- **GOAL**
From the line that has "Could you point out the white tennis" down to the final line of the listing below, transcribe every line exactly, and only those.

(Position identification records)
>> begin

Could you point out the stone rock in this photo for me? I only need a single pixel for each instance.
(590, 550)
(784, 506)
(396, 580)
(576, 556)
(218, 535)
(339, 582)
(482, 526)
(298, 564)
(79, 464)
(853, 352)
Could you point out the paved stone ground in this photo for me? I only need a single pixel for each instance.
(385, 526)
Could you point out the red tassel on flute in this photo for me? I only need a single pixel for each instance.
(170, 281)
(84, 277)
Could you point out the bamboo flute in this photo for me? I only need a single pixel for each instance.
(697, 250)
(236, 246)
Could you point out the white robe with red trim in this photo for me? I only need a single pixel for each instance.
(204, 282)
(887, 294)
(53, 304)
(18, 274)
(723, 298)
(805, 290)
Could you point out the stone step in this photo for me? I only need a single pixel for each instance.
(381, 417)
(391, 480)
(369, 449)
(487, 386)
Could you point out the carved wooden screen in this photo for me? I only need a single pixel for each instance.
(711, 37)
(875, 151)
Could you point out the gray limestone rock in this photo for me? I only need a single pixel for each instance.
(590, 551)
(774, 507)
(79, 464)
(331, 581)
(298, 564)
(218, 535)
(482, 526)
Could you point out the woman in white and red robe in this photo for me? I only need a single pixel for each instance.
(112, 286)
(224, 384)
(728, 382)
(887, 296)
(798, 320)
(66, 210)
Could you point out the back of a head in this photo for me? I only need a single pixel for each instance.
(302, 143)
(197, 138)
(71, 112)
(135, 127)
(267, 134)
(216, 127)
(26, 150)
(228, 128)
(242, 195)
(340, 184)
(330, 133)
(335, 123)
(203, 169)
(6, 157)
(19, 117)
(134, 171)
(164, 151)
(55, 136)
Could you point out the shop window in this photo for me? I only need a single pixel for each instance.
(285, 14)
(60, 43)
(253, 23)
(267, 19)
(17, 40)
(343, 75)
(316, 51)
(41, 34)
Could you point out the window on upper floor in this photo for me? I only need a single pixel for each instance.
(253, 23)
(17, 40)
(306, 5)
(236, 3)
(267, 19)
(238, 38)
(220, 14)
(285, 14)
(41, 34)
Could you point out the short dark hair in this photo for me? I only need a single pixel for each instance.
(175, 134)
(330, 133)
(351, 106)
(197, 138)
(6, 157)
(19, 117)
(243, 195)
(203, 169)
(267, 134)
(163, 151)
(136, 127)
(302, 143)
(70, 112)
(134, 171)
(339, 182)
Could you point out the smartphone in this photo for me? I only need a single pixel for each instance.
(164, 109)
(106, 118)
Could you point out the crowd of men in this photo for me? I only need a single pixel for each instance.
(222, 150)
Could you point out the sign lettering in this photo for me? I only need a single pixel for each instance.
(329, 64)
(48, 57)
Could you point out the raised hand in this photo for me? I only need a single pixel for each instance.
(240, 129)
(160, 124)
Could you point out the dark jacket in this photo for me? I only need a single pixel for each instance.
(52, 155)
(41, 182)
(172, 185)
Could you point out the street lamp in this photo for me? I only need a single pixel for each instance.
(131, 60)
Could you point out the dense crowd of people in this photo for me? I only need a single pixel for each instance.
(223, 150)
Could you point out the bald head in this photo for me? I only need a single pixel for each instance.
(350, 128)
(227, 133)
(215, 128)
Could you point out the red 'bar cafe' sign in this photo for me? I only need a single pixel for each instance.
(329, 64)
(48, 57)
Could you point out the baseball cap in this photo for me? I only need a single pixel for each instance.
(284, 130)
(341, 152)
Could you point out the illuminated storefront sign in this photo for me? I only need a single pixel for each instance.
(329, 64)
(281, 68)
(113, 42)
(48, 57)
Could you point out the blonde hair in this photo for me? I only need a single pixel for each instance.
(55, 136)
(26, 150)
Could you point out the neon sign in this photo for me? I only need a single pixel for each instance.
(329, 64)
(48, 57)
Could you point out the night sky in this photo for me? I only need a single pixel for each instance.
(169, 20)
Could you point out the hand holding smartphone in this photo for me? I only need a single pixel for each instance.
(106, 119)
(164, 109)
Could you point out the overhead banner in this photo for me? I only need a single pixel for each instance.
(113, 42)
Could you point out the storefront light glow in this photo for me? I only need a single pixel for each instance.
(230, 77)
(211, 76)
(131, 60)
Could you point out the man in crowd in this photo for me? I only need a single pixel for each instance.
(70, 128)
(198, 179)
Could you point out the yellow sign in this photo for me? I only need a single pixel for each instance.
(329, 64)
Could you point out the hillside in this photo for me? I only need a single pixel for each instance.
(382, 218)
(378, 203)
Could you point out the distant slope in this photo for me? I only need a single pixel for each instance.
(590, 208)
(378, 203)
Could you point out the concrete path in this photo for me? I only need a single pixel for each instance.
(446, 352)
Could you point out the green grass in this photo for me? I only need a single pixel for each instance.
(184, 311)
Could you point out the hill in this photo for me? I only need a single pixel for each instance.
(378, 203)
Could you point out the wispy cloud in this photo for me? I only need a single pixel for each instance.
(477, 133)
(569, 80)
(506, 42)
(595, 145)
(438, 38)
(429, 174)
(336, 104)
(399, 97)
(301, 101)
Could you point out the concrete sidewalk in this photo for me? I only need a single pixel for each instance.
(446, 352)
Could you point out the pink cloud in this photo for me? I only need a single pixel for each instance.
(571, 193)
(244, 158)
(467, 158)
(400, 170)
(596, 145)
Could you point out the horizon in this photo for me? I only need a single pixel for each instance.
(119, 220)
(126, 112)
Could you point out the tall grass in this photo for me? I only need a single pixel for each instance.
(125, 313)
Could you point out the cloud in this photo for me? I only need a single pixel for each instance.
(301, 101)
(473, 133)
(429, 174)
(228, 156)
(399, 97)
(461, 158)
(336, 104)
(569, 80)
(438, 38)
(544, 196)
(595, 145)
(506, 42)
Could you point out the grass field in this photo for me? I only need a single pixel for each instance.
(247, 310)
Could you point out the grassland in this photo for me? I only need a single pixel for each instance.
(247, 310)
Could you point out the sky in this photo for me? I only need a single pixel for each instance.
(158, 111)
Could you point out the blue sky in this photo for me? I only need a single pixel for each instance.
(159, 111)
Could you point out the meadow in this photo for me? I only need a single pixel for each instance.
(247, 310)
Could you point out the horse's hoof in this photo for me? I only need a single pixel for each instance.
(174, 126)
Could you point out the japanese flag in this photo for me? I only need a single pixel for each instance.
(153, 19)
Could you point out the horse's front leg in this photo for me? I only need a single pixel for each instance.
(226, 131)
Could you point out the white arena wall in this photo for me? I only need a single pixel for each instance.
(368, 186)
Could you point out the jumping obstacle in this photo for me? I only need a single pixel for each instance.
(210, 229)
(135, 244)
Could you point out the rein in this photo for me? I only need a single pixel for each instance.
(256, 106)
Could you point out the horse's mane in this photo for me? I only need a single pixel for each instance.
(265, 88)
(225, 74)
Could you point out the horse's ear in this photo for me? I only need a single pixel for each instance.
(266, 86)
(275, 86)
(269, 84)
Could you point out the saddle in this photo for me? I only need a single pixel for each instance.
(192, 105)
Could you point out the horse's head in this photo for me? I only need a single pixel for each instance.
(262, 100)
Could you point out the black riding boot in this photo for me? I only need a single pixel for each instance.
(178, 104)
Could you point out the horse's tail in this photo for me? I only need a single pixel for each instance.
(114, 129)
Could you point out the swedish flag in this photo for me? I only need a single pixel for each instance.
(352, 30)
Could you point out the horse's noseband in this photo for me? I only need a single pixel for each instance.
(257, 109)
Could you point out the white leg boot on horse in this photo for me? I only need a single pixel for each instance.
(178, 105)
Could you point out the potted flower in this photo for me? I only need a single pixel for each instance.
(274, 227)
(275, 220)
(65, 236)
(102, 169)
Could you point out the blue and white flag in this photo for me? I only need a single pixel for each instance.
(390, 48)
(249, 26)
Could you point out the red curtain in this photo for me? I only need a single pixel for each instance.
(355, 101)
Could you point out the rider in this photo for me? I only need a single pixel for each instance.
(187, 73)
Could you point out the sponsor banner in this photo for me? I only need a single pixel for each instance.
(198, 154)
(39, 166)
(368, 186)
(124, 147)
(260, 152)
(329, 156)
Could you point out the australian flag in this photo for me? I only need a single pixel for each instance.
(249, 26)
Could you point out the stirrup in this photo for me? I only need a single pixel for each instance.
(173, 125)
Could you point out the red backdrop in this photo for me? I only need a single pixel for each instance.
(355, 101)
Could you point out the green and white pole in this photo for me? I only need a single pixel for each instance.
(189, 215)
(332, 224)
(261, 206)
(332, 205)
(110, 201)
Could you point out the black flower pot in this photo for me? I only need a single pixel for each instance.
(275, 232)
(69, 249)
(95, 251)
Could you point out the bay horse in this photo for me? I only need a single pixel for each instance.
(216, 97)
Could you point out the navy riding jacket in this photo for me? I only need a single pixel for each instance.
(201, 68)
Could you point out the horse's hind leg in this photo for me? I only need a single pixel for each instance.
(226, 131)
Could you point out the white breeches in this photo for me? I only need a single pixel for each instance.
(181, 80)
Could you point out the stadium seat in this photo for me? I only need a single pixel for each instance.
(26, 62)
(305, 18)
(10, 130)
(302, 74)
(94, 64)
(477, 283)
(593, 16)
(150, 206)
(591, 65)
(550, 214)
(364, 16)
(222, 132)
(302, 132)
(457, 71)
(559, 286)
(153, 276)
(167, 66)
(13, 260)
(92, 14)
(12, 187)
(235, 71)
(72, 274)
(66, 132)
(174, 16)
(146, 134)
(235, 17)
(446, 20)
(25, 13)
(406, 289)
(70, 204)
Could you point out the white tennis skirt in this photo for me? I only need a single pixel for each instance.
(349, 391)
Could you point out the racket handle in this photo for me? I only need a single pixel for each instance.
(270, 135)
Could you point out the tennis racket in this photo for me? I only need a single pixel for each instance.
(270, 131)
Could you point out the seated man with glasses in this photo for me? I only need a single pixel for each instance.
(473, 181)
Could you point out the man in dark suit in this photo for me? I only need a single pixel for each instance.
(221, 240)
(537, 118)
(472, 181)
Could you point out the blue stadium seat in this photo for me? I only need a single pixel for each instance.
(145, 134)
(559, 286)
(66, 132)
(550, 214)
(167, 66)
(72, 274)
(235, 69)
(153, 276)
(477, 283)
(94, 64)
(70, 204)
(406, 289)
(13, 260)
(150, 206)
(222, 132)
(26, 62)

>> end

- **THE COMPLETED TASK**
Could you point out the white tennis skirt in this photo for me? I only need a single pixel for each instance.
(349, 391)
Could you point out the racket handle in this photo for me? I only need a single pixel for each instance.
(270, 135)
Could you point out the tennis racket in this photo for me? I only need a single pixel for each instance.
(270, 131)
Could you point out the seated man with glasses in this photo for me? I only need a single pixel for each instance.
(473, 181)
Could you point out the man in dark suit in this photo for me? I only need a single pixel for each instance.
(221, 240)
(537, 118)
(472, 181)
Could you point out the blue stadium seat in this photo for me? I only need a single pixel for each instance.
(145, 134)
(559, 286)
(66, 132)
(550, 214)
(167, 66)
(72, 274)
(235, 69)
(153, 276)
(477, 283)
(94, 64)
(70, 204)
(406, 289)
(13, 260)
(150, 206)
(222, 132)
(26, 62)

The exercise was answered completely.